TAREFA A
Imprima a parte do trecho sobre proteção social que vai de "Mais de 90%" até "só na África.".
TAREFA B
Dê seguimento ao trecho sobre proteção social e pobreza, começando logo depois da última frase dele.

Segundo o Instituto Brasileiro de Geografia e Estatística (IBGE) proteção social pode ser entendida como “(…) ações, cuidados, atenções, benefícios e auxílios para a redução e prevenção de vulnerabilidades e riscos, vitimizações, fragilidades, contingências, que cidadãos e suas famílias enfrentam na trajetória de seu ciclo de vida, por decorrência de restrições sociais, econômicas, políticas, naturais ou de ofensas à dignidade humana, tais como: desemprego; doença; invalidez; envelhecimento; e perda de cônjuge ou pais. Inclui também ações, cuidados, atenções, benefícios e auxílios para enfrentamento da pobreza e da desigualdade, e para promoção de bem-estar e proteção social a famílias, crianças, adolescentes e jovens, pessoas com deficiência e idosos, entre outros”. Ao investir em proteção social, os países aumentariam sua chance de erradicar totalmente a pobreza ou, pelo menos, diminuí-la para 6% a nível mundial conforme prevê o ODS. Entretanto, o relatório de 2019, mostra que metade da população mundial está socialmente desprotegida.
A falta de proteção social aliada torna os desastres naturais ainda mais calamitosos. Isso ocorre, por exemplo, pela falta ou precária assistência civil ofertada nesses países. Um artigo do Nexo jornal afirma que essa assistência civil para situações de desastre trata da rede de resposta a catástrofes com o envio de ajuda imediata à população afetada. De acordo com o artigo, “esse auxílio pode se dar na forma de pagamentos e garantia de acesso a serviços e materiais já existentes, como fornecer alimentos para as pessoas que vivem em regiões afetadas, por exemplo. Pode acontecer também com o envio de equipes de assistência equipadas e treinadas ao local, além de técnicos que avaliem novos riscos e coordenem a ajuda”. O artigo acrescenta que, nesse contexto, para que a assistência funcione é necessário que haja um sistema econômico consolidado e de uma rede de comunicação e transporte que permita que comunidades próximas não afetadas tenham a condição de ajudar aquelas atingidas pelo desastre. Está sujeita também existência de infraestrutura que acolha os desabrigados e feridos. Tal suporte dificilmente está presente ou é pensado em países subdesenvolvidos.
Mais de 90% das mortes devido a desastres ocorrem em países de renda média e baixa.
Saiba mais: Por que países ricos são mais resilientes a desastres naturais
736 milhões das pessoas viviam na pobreza extrema em 2015. 413 milhões só na África.

DADOS GUARDADOS
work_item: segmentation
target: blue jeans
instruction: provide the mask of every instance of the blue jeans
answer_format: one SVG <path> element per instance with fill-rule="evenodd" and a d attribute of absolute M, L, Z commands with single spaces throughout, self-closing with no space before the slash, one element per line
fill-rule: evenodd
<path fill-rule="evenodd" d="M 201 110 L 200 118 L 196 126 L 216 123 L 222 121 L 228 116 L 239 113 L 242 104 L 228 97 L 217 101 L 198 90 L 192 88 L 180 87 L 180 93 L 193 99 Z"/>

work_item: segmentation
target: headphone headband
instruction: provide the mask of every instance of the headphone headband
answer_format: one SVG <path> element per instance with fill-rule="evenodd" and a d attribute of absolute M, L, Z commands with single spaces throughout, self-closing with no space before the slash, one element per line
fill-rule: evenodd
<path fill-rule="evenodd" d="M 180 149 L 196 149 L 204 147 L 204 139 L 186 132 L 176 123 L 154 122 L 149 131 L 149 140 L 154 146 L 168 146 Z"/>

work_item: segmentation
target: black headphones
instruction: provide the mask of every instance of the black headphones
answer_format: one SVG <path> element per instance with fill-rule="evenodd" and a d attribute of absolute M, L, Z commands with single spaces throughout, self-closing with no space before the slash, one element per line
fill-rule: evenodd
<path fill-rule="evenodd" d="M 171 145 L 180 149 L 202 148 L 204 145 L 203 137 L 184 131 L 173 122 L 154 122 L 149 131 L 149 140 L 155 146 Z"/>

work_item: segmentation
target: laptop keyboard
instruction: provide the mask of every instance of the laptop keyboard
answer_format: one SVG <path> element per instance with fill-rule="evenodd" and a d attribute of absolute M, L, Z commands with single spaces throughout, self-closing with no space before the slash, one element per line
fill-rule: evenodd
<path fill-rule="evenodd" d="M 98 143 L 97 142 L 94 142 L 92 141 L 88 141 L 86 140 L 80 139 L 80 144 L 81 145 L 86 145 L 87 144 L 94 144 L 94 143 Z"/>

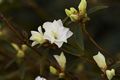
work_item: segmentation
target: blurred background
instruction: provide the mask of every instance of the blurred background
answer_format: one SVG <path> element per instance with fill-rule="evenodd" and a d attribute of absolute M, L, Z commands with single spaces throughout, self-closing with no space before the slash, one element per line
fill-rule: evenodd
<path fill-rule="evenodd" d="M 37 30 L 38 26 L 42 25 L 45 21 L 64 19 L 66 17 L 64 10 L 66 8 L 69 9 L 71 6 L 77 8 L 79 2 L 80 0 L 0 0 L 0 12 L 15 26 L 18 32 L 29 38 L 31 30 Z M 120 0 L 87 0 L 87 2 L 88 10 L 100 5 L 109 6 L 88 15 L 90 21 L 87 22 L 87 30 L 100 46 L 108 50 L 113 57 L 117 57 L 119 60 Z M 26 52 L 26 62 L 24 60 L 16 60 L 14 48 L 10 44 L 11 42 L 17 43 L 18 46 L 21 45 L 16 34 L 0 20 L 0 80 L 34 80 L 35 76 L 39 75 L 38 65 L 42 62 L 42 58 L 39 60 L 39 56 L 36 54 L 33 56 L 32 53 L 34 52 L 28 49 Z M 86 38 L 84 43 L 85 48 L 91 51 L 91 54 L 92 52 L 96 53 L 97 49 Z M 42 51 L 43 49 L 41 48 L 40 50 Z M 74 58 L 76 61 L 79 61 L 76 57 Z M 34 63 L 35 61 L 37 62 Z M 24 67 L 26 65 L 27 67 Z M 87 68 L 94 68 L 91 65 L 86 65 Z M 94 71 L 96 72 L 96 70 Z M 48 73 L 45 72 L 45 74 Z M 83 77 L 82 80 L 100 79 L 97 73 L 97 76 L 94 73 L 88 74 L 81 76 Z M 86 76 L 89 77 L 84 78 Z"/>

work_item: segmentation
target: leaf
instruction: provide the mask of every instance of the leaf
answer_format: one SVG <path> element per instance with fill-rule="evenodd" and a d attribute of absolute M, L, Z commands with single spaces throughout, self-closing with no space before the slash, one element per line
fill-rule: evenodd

RESPOSTA ESCRITA A
Mais de 90% das mortes devido a desastres ocorrem em países de renda média e baixa.
Saiba mais: Por que países ricos são mais resilientes a desastres naturais
736 milhões das pessoas viviam na pobreza extrema em 2015. 413 milhões só na África.

RESPOSTA ESCRITA B
O investigador Francisco Ferreira, aponta em entrevista realizada pelo Banco mundial que a violência, os conflitos, guerras civis e a fragilidades das instituições são, algumas das razões para a lenta redução da pobreza em África. No ano de 2015, 736 milhões de pessoas viviam na pobreza extrema. Mais da metade delas (413 milhões) estavam na África.
Francisco cita em suas pesquisas países como o Sudão do Sul, República Centro-Africana, Nigéria e Somália como exemplos. O especialista sabe que há vários outros países que lidam com problemas de fragilidade institucional e conflitos. Nesses países, a pobreza cai muito vagarosamente ou chega até a aumentar. Quando não há um estado de direito, lei, ordem, as pessoas não investem, o capital é destruído, vidas são perdidas. Além do enorme custo humano, há um custo econômico que se traduz em maior pobreza” declara.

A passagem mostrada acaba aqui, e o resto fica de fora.